— start —

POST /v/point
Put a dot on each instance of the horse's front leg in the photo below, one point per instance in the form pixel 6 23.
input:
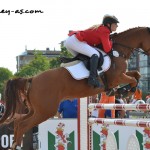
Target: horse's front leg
pixel 134 74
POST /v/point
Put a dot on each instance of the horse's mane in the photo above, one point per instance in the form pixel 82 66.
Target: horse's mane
pixel 130 30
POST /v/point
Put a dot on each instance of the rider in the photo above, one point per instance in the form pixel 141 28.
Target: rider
pixel 84 42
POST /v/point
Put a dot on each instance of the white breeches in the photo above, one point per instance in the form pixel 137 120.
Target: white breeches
pixel 75 46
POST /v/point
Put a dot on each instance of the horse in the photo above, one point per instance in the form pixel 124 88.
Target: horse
pixel 42 93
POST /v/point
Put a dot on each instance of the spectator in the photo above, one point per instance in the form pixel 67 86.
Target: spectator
pixel 106 99
pixel 137 95
pixel 68 109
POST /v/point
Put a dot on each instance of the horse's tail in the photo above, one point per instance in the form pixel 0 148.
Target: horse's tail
pixel 12 96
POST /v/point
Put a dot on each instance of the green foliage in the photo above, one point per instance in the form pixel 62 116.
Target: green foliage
pixel 5 74
pixel 38 64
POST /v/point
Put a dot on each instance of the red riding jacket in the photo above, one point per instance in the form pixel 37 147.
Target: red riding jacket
pixel 93 37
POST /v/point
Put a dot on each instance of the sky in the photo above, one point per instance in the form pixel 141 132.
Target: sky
pixel 46 30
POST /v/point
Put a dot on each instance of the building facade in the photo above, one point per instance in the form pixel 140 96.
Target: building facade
pixel 28 55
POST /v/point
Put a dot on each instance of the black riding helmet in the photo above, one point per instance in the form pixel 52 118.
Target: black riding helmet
pixel 109 19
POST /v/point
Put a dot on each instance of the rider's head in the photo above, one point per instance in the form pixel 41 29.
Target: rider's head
pixel 110 21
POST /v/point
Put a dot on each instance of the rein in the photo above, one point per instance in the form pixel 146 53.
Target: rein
pixel 132 49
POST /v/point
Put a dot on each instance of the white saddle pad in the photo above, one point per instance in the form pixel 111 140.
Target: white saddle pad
pixel 78 71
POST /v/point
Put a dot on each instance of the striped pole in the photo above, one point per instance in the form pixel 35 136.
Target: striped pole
pixel 119 106
pixel 120 122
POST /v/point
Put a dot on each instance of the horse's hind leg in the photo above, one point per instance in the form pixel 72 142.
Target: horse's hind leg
pixel 19 118
pixel 28 123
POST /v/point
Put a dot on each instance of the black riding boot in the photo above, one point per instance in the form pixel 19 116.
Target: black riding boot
pixel 92 80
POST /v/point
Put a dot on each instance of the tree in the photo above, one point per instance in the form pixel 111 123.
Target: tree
pixel 5 74
pixel 38 64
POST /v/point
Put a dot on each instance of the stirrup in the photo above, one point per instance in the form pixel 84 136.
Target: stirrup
pixel 93 82
pixel 18 148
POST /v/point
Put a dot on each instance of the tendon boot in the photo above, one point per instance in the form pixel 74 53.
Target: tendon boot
pixel 92 80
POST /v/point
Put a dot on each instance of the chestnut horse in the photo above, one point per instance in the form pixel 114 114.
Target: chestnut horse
pixel 43 92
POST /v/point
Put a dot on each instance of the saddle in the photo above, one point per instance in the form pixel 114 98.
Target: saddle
pixel 86 61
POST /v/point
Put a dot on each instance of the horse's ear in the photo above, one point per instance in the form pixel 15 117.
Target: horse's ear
pixel 148 29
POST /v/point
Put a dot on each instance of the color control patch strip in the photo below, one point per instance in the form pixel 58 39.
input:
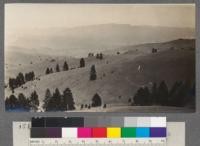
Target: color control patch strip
pixel 99 132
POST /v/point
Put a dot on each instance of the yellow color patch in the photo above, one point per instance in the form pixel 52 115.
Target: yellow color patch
pixel 114 132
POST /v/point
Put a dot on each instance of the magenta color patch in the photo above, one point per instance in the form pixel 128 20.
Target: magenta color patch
pixel 84 132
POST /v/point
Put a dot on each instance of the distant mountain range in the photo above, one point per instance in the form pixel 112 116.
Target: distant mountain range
pixel 79 41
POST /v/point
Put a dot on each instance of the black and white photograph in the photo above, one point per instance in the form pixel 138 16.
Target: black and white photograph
pixel 136 58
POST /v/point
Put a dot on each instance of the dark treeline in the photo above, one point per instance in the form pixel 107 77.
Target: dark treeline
pixel 58 101
pixel 181 94
pixel 20 80
pixel 65 67
pixel 22 103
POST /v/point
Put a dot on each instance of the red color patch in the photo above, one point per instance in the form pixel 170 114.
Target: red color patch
pixel 99 132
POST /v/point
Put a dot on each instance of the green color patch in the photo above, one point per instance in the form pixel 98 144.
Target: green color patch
pixel 127 132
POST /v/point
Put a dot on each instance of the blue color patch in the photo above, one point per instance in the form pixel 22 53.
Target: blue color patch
pixel 142 132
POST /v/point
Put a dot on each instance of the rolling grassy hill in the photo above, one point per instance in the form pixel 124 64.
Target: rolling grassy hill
pixel 118 76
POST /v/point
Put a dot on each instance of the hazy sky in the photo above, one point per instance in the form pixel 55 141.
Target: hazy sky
pixel 21 16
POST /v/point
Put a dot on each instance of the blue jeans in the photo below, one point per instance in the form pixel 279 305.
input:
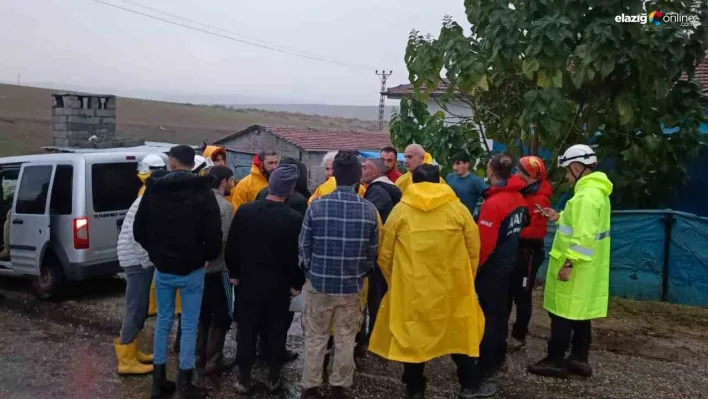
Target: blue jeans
pixel 191 288
pixel 137 300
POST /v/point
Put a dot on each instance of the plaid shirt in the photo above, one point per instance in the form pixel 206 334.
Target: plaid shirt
pixel 339 242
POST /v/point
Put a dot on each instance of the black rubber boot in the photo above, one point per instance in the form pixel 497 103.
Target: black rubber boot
pixel 185 388
pixel 161 386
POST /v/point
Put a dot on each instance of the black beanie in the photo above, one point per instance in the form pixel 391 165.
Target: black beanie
pixel 346 168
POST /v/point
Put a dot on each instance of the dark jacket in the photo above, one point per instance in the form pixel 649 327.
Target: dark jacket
pixel 295 200
pixel 384 196
pixel 501 218
pixel 179 223
pixel 262 249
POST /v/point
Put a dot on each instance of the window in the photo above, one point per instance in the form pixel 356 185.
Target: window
pixel 62 191
pixel 32 194
pixel 114 186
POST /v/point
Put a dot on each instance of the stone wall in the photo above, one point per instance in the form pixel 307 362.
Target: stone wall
pixel 77 117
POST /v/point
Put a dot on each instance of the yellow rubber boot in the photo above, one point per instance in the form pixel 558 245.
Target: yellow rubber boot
pixel 140 355
pixel 127 363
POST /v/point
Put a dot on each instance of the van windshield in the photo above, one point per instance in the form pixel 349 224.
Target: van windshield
pixel 114 186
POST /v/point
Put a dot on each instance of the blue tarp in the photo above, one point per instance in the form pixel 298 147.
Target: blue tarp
pixel 637 257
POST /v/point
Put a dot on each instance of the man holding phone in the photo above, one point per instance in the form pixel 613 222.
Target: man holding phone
pixel 530 255
pixel 578 278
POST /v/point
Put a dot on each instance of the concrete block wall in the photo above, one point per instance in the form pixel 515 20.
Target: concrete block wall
pixel 77 117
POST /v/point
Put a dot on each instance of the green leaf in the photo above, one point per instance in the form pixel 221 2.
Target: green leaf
pixel 529 67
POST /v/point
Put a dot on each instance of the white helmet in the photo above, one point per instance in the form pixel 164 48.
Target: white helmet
pixel 578 153
pixel 151 162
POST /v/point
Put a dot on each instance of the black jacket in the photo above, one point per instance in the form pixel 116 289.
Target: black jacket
pixel 179 223
pixel 295 200
pixel 262 249
pixel 384 196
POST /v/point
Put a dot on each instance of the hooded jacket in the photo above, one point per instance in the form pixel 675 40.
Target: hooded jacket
pixel 539 193
pixel 248 188
pixel 179 223
pixel 501 218
pixel 583 237
pixel 328 187
pixel 429 255
pixel 406 179
pixel 384 195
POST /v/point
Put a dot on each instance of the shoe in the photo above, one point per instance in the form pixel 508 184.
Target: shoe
pixel 215 362
pixel 161 386
pixel 128 364
pixel 485 390
pixel 515 345
pixel 578 366
pixel 549 368
pixel 185 387
pixel 340 393
pixel 312 393
pixel 140 355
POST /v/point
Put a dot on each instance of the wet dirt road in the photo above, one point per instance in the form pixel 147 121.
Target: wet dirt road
pixel 64 350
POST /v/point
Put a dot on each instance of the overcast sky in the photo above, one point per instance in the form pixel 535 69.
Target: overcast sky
pixel 84 45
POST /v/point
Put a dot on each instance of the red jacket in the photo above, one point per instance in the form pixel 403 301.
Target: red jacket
pixel 501 218
pixel 537 193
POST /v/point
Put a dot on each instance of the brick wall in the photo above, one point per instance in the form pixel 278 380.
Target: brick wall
pixel 77 117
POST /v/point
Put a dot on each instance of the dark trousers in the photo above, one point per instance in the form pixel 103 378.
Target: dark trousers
pixel 491 290
pixel 265 316
pixel 530 257
pixel 467 374
pixel 217 302
pixel 563 332
pixel 377 290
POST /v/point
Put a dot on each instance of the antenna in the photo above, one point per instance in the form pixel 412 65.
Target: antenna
pixel 383 77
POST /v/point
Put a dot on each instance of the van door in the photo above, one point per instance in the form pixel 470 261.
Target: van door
pixel 29 229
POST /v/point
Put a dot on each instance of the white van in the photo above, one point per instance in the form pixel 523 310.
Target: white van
pixel 67 211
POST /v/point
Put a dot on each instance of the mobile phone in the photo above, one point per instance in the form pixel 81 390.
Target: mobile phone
pixel 540 209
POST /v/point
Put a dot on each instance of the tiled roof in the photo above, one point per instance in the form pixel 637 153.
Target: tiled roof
pixel 312 139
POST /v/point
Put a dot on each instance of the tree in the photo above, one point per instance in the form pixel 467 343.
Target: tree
pixel 551 73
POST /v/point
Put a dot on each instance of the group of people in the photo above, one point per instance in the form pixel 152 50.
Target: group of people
pixel 392 263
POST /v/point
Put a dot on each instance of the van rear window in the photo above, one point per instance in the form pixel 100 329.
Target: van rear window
pixel 114 186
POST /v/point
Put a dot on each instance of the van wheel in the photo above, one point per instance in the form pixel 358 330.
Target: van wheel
pixel 47 285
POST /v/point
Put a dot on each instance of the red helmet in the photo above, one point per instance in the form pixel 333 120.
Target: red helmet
pixel 532 166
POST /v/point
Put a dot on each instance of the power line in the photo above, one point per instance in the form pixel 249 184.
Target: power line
pixel 267 47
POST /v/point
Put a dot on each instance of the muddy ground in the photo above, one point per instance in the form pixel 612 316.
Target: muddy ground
pixel 64 350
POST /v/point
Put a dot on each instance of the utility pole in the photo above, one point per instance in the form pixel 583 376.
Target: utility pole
pixel 383 77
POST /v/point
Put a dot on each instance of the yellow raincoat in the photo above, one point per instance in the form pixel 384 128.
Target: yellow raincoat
pixel 152 307
pixel 248 188
pixel 429 256
pixel 406 179
pixel 328 187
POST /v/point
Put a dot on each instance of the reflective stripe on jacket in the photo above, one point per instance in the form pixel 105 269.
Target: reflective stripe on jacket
pixel 583 237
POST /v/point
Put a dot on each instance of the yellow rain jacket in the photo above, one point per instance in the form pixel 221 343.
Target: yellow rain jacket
pixel 429 256
pixel 248 188
pixel 406 179
pixel 328 187
pixel 152 306
pixel 583 237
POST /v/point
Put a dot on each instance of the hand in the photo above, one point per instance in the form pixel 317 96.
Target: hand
pixel 550 214
pixel 565 271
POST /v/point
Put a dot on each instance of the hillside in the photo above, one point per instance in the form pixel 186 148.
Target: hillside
pixel 25 115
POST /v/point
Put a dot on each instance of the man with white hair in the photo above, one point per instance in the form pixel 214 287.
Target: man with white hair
pixel 415 156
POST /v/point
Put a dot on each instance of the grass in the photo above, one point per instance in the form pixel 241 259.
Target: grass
pixel 25 120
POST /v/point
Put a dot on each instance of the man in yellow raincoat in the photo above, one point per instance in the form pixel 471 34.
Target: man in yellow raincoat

— end —

Written problem.
Please copy out the stretch of the data above, from its first line through the line containing "pixel 84 42", with both ends included and every line unchanged. Leave the pictures out.

Expected answer.
POST /v/point
Put a dot on each instance of the horse's front leg in the photo below, one point per instance in the form pixel 6 23.
input:
Target: horse's front leg
pixel 134 74
POST /v/point
Put a dot on each instance of the horse's mane in the photo above, one point per instance in the form pixel 82 66.
Target: horse's mane
pixel 130 30
POST /v/point
Put a dot on each instance of the rider in the photo above, one point per instance in the form pixel 141 28.
Target: rider
pixel 84 42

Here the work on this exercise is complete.